» **Study material**:
....
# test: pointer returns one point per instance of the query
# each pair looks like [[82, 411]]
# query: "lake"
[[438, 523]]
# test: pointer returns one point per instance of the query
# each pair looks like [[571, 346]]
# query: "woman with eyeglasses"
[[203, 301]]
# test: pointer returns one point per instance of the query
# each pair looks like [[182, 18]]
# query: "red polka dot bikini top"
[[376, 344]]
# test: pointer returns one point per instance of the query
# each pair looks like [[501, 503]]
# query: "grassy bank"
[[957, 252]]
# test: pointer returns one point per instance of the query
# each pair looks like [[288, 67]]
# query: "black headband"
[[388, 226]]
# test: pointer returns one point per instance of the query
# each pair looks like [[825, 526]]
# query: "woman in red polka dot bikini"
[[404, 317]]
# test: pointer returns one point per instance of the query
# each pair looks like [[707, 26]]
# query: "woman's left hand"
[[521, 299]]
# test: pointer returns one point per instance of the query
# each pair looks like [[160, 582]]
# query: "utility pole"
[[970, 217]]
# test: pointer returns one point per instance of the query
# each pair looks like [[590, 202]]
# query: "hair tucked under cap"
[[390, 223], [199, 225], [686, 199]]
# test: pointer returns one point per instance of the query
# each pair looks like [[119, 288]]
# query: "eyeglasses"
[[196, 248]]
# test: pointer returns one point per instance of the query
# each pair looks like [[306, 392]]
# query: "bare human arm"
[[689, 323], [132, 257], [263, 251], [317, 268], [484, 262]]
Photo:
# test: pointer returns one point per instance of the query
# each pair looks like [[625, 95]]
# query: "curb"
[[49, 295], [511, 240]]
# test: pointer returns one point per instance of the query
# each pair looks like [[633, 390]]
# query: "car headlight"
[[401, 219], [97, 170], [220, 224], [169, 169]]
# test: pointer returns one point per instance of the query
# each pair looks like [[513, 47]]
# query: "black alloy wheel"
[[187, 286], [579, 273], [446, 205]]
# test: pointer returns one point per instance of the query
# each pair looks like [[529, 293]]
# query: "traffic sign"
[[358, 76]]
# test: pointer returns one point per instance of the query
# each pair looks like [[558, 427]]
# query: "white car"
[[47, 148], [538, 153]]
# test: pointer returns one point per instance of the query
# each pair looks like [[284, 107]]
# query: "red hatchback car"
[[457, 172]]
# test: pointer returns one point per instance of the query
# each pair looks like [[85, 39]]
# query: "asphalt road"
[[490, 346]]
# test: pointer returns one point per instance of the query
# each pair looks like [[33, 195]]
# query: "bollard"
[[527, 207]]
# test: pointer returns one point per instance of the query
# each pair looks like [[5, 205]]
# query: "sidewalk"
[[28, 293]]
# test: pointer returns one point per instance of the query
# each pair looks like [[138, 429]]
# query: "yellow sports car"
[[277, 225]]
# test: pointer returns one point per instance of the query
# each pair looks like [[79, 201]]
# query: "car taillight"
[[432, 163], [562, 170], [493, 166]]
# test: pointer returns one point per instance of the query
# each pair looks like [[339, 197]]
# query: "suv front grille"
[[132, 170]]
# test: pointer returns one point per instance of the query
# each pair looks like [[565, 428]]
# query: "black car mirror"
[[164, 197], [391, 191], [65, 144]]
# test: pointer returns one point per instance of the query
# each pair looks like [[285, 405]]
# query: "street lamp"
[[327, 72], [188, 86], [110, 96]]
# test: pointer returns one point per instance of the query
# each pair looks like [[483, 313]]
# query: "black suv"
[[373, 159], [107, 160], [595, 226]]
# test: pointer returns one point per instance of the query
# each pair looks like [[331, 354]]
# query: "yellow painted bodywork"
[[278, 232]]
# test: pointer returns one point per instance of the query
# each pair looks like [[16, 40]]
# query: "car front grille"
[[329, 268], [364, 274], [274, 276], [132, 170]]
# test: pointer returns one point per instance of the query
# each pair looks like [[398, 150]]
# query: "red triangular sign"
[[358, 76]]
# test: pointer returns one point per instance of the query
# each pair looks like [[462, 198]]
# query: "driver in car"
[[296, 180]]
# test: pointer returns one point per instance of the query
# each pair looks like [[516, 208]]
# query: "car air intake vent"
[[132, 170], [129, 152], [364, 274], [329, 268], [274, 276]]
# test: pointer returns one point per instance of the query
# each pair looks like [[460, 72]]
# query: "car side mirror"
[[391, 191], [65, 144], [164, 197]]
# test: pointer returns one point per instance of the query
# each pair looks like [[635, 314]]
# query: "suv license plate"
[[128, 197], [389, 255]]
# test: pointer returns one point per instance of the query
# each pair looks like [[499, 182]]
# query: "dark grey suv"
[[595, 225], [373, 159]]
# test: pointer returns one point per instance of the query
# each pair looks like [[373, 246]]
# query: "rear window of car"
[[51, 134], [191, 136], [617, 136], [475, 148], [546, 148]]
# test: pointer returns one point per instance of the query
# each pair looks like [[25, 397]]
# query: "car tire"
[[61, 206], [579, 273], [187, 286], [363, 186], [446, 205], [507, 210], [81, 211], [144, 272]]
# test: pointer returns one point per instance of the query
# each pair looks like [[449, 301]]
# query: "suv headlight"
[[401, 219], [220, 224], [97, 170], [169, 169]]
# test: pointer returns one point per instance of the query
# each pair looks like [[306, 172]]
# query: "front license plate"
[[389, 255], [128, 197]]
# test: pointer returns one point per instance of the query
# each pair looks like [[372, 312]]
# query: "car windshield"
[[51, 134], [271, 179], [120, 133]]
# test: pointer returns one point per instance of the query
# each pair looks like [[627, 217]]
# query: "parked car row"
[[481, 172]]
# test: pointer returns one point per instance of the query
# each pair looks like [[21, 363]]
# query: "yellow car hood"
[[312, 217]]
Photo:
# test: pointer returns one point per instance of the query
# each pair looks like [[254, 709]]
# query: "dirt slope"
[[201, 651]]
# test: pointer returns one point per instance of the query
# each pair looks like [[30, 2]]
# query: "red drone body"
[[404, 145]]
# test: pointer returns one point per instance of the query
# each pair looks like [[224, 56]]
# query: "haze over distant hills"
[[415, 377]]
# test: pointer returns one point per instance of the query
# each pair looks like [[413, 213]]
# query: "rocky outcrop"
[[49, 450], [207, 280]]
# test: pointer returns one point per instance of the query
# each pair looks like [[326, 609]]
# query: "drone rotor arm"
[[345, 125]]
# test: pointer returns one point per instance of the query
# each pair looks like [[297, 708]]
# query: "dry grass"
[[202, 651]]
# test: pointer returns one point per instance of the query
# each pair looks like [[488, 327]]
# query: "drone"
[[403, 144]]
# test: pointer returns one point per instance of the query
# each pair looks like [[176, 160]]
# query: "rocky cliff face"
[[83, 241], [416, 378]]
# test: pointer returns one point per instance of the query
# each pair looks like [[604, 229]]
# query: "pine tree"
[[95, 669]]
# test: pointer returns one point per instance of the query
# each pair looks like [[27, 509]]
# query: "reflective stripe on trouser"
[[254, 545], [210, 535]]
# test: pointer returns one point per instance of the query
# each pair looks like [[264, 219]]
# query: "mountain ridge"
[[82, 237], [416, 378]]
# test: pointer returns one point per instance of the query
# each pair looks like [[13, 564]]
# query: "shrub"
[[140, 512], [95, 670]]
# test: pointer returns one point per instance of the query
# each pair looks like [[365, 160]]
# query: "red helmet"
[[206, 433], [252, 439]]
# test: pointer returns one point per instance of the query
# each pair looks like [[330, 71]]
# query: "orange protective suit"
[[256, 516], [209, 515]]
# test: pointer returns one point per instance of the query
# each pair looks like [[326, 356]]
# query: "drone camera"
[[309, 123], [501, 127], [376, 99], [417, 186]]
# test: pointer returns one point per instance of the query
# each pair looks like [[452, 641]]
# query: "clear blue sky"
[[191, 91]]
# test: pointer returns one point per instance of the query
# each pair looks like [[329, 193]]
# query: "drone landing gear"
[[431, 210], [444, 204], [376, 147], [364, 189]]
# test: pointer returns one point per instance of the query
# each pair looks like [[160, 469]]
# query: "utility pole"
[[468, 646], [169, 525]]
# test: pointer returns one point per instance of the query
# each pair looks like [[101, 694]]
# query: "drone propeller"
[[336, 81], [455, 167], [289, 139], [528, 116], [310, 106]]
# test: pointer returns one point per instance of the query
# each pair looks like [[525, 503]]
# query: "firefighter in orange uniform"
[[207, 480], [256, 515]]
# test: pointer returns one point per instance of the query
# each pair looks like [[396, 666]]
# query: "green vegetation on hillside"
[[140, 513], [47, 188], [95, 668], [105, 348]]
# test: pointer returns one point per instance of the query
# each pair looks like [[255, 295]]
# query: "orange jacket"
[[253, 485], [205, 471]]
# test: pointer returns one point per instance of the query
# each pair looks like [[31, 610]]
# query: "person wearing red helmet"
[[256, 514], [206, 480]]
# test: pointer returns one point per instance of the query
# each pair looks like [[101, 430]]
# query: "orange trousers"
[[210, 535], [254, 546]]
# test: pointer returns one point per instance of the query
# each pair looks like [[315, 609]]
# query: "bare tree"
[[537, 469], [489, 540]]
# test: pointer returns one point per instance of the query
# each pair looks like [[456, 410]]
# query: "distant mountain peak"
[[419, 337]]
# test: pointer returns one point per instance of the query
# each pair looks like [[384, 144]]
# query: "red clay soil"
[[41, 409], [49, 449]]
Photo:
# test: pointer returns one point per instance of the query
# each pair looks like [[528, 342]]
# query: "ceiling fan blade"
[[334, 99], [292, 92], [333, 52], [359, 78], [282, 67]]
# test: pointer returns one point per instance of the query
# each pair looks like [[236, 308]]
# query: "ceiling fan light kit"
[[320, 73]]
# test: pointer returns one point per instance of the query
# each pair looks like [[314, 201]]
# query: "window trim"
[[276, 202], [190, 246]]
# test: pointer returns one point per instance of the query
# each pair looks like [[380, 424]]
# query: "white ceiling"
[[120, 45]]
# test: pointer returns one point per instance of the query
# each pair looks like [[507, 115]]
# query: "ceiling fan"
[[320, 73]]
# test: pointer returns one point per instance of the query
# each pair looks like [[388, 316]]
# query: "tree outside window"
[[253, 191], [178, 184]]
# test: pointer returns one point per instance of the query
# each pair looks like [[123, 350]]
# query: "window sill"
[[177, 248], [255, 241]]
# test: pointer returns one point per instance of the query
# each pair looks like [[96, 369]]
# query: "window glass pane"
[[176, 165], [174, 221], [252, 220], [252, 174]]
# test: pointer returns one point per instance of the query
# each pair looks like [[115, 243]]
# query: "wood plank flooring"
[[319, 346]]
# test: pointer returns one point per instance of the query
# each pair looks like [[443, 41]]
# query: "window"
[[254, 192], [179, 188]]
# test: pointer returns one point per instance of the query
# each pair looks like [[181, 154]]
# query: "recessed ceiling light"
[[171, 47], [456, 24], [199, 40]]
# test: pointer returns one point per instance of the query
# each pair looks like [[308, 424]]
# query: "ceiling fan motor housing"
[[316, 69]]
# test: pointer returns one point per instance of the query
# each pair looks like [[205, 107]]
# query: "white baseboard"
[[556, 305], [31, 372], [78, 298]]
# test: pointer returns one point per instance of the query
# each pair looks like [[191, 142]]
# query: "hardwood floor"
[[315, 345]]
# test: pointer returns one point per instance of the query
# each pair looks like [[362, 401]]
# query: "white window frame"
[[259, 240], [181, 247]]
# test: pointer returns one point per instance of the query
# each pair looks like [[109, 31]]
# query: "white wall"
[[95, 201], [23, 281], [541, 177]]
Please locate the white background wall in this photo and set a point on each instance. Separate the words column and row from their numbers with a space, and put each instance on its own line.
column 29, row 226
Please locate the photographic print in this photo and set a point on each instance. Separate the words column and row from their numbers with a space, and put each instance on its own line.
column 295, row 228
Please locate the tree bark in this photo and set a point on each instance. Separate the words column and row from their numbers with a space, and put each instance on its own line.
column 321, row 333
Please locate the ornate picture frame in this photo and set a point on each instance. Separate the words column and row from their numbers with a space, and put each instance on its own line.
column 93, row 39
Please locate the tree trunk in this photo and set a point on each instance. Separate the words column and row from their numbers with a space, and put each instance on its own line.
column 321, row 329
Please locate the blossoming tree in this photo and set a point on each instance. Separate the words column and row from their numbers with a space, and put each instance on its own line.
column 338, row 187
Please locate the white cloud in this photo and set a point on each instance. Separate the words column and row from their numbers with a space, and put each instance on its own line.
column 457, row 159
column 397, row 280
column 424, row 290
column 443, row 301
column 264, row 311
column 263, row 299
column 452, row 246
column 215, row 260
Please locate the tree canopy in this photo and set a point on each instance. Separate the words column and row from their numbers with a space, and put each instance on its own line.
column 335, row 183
....
» **Work request**: Each line in the entries above, starting at the line with "# each pair looks like [[633, 390]]" and ending at the line with "# each pair looks like [[558, 427]]", is to be printed exactly, and only those lines.

» **Solved exercise**:
# each pair looks like [[633, 390]]
# query: "car headlight"
[[401, 219], [97, 170], [220, 224], [169, 169]]
# test: pointer returns one point per instance of the query
# each pair looks like [[513, 47]]
# query: "black alloy wheel"
[[187, 286], [579, 273], [446, 205]]
# test: pointer returns one point per instance of the query
# each pair looks like [[529, 293]]
# query: "traffic sign"
[[358, 76]]
# test: pointer returns one point per instance of the query
# each pair looks like [[558, 427]]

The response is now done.